(Request A):
List every distinct calendar date named in the financial statement notes, in order of first appearance.
(Request B):
Write the next part of the financial statement notes, starting right after the sentence about the July 22, 2013 amendment to the Articles of Incorporation.

(Source passage):
= = =

As of September 30, 2013, the Company's significant shareholders have at varying times and in various amounts, advanced funds to the Company for working capital purposes. Total amounts due to related parties through advances and the promissory note were $294,595 and $169,150 as of September 30, 2013 and January 31, 2013, respectively. Except for the terms stipulated in the promissory note, all other amounts advanced are unsecured, non-interest bearing and have no specific terms of repayment.
During the eight months ended September 30, 2013, the related parties assumed $63,932 in the liabilities from discontinued operations.
NOTE D COMMON STOCK TRANSACTIONS AND REVERSE SPLIT
On May 8, 2013, the Company entered into a Debt Conversion Agreement with Endeavour Cooperative Partners LLC in the amount of $272,356. This amount represents the related party debt payable to Endeavour as of that date. The terms of the agreement allow for Endeavour to convert this debt into preferred stock at $.000172 per share. On May 8, 2013 Endeavour filed a notice of conversion for $3,400 of its debt, in exchange for 19,736,560 of pre-reverse split preferred shares. These shares converted to 493,414 shares of preferred stock after the reverse split.
June 6, 2013, the Company affected a 1 share for 40 shares reverse split of its common and preferred stock. As a result, the issued and outstanding shares at that date were decreased from 79,736,560 to 1,993,495. The authorized shares at that date were then decreased from 100,000,000 to 2,500,000; 2,000,000 shares of common stock and 500,000 preferred shares.
On July 22, 2013, the Company amended and restated its Articles of Incorporation to increase the total authorized capital stock of the corporation to 110,000,000 shares, being comprised of 100,000,000 shares of common stock with a par value of $.01 per share, and 10,000,000 shares of preferred stock with a par value of $.001.

= = =

(Records shown):
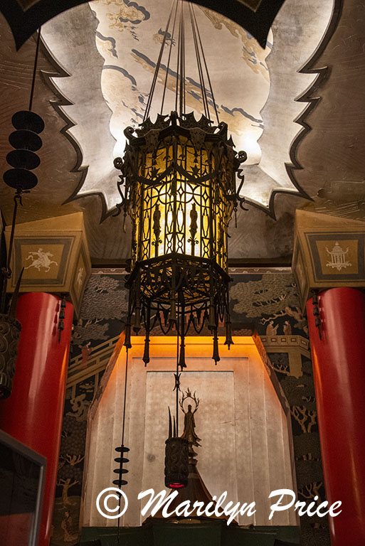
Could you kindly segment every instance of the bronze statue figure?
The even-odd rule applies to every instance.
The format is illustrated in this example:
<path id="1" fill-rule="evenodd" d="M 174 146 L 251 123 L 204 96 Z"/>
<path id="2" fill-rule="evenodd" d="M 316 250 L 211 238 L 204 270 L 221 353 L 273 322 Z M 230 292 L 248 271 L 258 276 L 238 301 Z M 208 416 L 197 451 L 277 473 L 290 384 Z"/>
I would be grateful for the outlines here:
<path id="1" fill-rule="evenodd" d="M 187 412 L 186 412 L 184 409 L 184 401 L 187 398 L 191 398 L 191 400 L 195 402 L 195 410 L 194 412 L 191 411 L 192 406 L 191 404 L 188 405 Z M 181 438 L 186 438 L 188 440 L 189 444 L 191 446 L 196 446 L 196 447 L 200 447 L 200 444 L 199 442 L 201 441 L 201 439 L 197 436 L 197 434 L 195 434 L 194 413 L 197 410 L 199 405 L 199 399 L 196 397 L 195 392 L 194 395 L 191 395 L 189 389 L 188 389 L 186 392 L 183 395 L 182 398 L 180 400 L 180 407 L 184 414 L 185 414 L 184 419 L 184 432 L 181 435 Z"/>

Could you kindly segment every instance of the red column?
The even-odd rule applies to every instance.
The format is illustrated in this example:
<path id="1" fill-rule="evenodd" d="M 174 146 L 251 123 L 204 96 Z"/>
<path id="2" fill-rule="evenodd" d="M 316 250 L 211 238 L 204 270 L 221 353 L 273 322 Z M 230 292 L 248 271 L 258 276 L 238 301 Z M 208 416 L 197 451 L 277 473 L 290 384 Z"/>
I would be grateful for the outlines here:
<path id="1" fill-rule="evenodd" d="M 319 339 L 307 303 L 327 499 L 341 500 L 329 517 L 332 546 L 365 545 L 365 296 L 333 288 L 318 297 Z"/>
<path id="2" fill-rule="evenodd" d="M 20 296 L 21 323 L 11 396 L 0 402 L 0 428 L 47 458 L 39 546 L 48 546 L 73 306 L 67 303 L 58 343 L 60 299 L 51 294 Z"/>

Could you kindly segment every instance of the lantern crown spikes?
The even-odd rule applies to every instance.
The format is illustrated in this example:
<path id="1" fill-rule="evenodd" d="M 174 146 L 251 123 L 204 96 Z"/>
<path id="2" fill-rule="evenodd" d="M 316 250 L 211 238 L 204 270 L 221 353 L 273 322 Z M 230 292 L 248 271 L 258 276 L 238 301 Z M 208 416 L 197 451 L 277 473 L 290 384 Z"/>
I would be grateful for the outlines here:
<path id="1" fill-rule="evenodd" d="M 185 9 L 184 9 L 184 4 Z M 204 113 L 197 120 L 186 112 L 185 22 L 189 16 Z M 177 31 L 176 71 L 170 70 Z M 169 40 L 167 52 L 165 46 Z M 164 53 L 168 55 L 162 65 Z M 162 66 L 165 70 L 161 112 L 149 112 Z M 164 114 L 168 81 L 175 77 L 175 109 Z M 206 89 L 206 82 L 208 86 Z M 170 85 L 171 87 L 171 85 Z M 213 105 L 217 124 L 210 119 Z M 184 336 L 190 326 L 204 326 L 213 336 L 213 358 L 219 360 L 218 328 L 225 323 L 226 343 L 233 343 L 229 312 L 228 228 L 238 205 L 247 155 L 236 154 L 227 124 L 219 122 L 194 6 L 174 2 L 164 33 L 143 122 L 127 127 L 117 207 L 132 221 L 132 257 L 125 345 L 132 328 L 144 326 L 143 360 L 149 360 L 149 336 L 159 325 L 164 333 L 176 328 L 181 338 L 179 365 L 185 367 Z M 236 188 L 236 175 L 240 184 Z"/>

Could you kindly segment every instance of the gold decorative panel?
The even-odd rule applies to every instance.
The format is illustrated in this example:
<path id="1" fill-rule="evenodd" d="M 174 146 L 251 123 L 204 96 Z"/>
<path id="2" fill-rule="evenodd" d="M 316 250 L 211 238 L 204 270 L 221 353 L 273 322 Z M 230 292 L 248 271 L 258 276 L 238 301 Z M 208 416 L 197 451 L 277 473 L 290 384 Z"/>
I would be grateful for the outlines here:
<path id="1" fill-rule="evenodd" d="M 9 246 L 10 226 L 6 238 Z M 18 224 L 11 267 L 9 291 L 23 267 L 21 292 L 68 294 L 78 314 L 91 272 L 83 213 Z"/>
<path id="2" fill-rule="evenodd" d="M 365 287 L 365 223 L 297 210 L 292 271 L 302 307 L 312 289 Z"/>

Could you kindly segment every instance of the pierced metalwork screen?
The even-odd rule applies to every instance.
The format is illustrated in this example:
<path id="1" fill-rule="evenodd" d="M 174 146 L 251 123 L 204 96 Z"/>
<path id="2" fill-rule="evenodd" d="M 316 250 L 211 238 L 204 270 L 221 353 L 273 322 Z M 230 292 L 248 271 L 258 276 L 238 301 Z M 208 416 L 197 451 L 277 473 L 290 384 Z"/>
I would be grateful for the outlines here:
<path id="1" fill-rule="evenodd" d="M 132 266 L 176 252 L 213 259 L 226 271 L 232 207 L 222 187 L 226 181 L 217 180 L 214 153 L 197 151 L 181 137 L 141 156 L 136 210 L 142 206 L 142 215 L 135 215 L 133 242 L 139 248 Z"/>

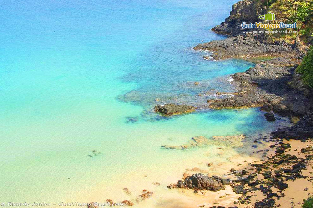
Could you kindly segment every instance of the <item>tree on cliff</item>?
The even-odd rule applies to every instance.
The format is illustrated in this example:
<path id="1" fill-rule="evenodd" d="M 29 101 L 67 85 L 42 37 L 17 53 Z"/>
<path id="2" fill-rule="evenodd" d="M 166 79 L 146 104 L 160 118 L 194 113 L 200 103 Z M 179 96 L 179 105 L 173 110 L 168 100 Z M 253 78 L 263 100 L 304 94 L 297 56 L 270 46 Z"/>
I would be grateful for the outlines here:
<path id="1" fill-rule="evenodd" d="M 297 22 L 297 36 L 299 29 L 301 35 L 311 33 L 313 0 L 277 0 L 270 6 L 270 11 L 277 14 L 277 22 Z"/>
<path id="2" fill-rule="evenodd" d="M 303 84 L 313 88 L 313 46 L 304 57 L 301 65 L 297 68 L 296 71 L 302 75 Z"/>

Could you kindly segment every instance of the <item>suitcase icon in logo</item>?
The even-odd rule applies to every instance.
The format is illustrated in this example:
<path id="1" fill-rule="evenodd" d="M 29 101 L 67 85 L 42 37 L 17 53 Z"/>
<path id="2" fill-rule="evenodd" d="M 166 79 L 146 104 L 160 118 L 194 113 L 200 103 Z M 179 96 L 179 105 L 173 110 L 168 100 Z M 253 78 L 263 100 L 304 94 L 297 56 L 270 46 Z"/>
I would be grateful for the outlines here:
<path id="1" fill-rule="evenodd" d="M 267 13 L 264 15 L 264 19 L 265 20 L 274 20 L 275 19 L 275 14 Z"/>

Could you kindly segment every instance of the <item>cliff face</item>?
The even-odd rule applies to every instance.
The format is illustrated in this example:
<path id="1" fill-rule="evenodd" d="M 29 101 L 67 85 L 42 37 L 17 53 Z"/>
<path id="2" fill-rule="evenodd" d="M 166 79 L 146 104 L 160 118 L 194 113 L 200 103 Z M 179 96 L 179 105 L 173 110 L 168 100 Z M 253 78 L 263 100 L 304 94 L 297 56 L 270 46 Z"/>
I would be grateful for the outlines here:
<path id="1" fill-rule="evenodd" d="M 233 5 L 229 16 L 225 22 L 213 27 L 212 30 L 219 34 L 231 36 L 242 34 L 242 31 L 247 29 L 241 27 L 241 23 L 261 22 L 258 16 L 264 8 L 257 0 L 241 1 Z"/>

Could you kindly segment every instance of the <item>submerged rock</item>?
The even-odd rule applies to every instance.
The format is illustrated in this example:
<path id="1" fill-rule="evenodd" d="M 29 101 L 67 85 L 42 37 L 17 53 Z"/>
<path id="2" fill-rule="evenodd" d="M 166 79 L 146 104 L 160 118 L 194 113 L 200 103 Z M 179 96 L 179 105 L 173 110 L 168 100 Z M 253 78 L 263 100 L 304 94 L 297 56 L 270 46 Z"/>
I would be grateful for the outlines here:
<path id="1" fill-rule="evenodd" d="M 274 116 L 274 114 L 271 113 L 267 113 L 264 114 L 265 118 L 269 121 L 275 121 L 276 119 Z"/>
<path id="2" fill-rule="evenodd" d="M 138 121 L 138 117 L 125 117 L 125 118 L 126 119 L 126 121 L 125 122 L 126 123 L 135 123 Z"/>
<path id="3" fill-rule="evenodd" d="M 196 107 L 192 105 L 167 104 L 163 105 L 155 106 L 154 112 L 167 115 L 172 115 L 192 112 L 196 110 Z"/>

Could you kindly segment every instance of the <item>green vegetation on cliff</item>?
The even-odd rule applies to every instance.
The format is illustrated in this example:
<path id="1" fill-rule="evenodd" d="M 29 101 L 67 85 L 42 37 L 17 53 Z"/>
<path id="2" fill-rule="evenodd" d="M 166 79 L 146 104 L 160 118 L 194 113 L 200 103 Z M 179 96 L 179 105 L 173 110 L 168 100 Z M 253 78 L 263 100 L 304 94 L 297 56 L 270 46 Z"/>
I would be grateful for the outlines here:
<path id="1" fill-rule="evenodd" d="M 296 33 L 276 33 L 275 37 L 293 39 L 298 35 L 304 41 L 312 41 L 313 34 L 313 0 L 258 0 L 266 4 L 267 12 L 276 14 L 275 23 L 297 23 Z M 265 4 L 265 2 L 266 3 Z M 283 29 L 285 30 L 286 29 Z M 285 37 L 284 37 L 285 36 Z"/>
<path id="2" fill-rule="evenodd" d="M 313 88 L 313 47 L 311 47 L 296 70 L 302 75 L 303 84 Z"/>

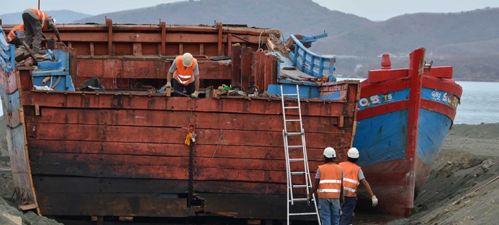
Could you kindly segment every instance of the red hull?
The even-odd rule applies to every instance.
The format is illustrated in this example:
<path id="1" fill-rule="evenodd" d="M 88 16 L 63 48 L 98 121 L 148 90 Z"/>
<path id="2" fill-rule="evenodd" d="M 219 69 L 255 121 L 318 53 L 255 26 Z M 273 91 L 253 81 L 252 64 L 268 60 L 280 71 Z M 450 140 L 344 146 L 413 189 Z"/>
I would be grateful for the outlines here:
<path id="1" fill-rule="evenodd" d="M 231 80 L 266 86 L 276 82 L 276 60 L 252 49 L 267 32 L 221 24 L 110 23 L 65 25 L 60 31 L 71 47 L 75 86 L 98 77 L 104 86 L 131 91 L 33 91 L 34 68 L 16 68 L 14 91 L 20 93 L 21 110 L 8 117 L 20 118 L 25 132 L 18 135 L 25 139 L 27 156 L 12 165 L 29 171 L 20 176 L 32 182 L 21 187 L 34 193 L 20 198 L 36 203 L 42 215 L 286 218 L 280 99 L 194 100 L 131 89 L 139 83 L 162 86 L 174 55 L 188 51 L 200 59 L 202 87 Z M 243 47 L 231 46 L 236 43 Z M 238 64 L 209 60 L 232 50 L 238 51 L 232 54 Z M 321 163 L 325 146 L 334 147 L 343 158 L 352 143 L 358 83 L 332 85 L 323 91 L 339 91 L 341 99 L 302 102 L 313 170 Z M 189 148 L 183 145 L 189 123 L 197 134 L 192 166 Z M 186 206 L 190 171 L 200 203 L 195 207 Z"/>

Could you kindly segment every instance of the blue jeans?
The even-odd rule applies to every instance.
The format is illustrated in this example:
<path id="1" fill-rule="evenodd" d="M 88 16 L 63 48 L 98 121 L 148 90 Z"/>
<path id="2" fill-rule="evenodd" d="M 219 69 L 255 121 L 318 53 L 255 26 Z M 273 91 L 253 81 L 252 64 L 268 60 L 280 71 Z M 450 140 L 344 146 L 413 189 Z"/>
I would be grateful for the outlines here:
<path id="1" fill-rule="evenodd" d="M 339 198 L 319 198 L 319 215 L 321 224 L 339 224 Z"/>
<path id="2" fill-rule="evenodd" d="M 340 225 L 348 225 L 354 223 L 354 210 L 355 204 L 357 203 L 356 197 L 345 196 L 345 202 L 341 206 L 341 219 L 339 220 Z"/>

= = =

(Exercise result A):
September 30, 2013; January 31, 2013; May 8, 2013; June 6, 2013; July 22, 2013

(Exercise result B):
NOTE E COMMON STOCK ISSUABLE
In April 2008, the Company entered into a subscription agreement with a non-U.S. investor for the purchase of 533,333 at a price of $0.42 per share, resulting in cash proceeds of $224,000. This issuance was exempt from registration pursuant to Regulation S of the Securities Act. The Company was unable to issue these shares and at September 30, 2013 considers this common stock issuable and has recorded it in the equity section. As a result of the 1 for 40 reverse split, the number of shares issuable has been decreased from 533,333 to 13,333 at September 30, 2013 and 2012.
NOTE F SUBSEQUENT EVENTS
ITEM 2. MANAGEMENTS DISCUSSION AND ANALYSIS OF FINANCIAL CONDITION AND RESULTS OF OPERATIONS
We were incorporated as a Nevada company on January 19, 2006, as a wholly owned subsidiary of Hemis Corporation. On December 1, 2006 Hemis declared a dividend in the amount of one common share of Tecton for every $0.0001 of dividend declared, which equated to one common share of Tecton for every 100 shares of the Hemis owned as at December 1, 2006. At the same time the dividend was declared, Hemis cancelled its share ownership in Tecton. The effect of this dividend declaration and share cancellation was that Tecton was spun off as an independent company. We are quoted on the OTC Bulletin Board under the symbol TTNC.OB. We do not currently have any subsidiaries.
The Company discontinued operations on or about June 1, 2008 and has incurred losses of $4,919,914 since inception from January 19, 2006 through September 30, 2013.
Results of Operations
Lack of Revenue
Since our inception on January 19, 2006 to September 30, 2013 we have not earned any revenues. We have no operations or plans in place to earn any revenues at this time.
We incurred general and administrative costs of $6,334 and $37,814 for the two and eight months ended September 30, 2013 as compared to $0 and $6,662 for the two and eight months ended September 30. The expenses for both periods consist primarily of legal and professional fees.
From January 19, 2006 (date of inception) to September 30, 2013, we incurred net losses of $4,919,914.
Liquidity and Capital Resources
As of September 30, 2013, we had $600 in cash and the Companys general and administrative costs were financed by money borrowed and expenses advanced.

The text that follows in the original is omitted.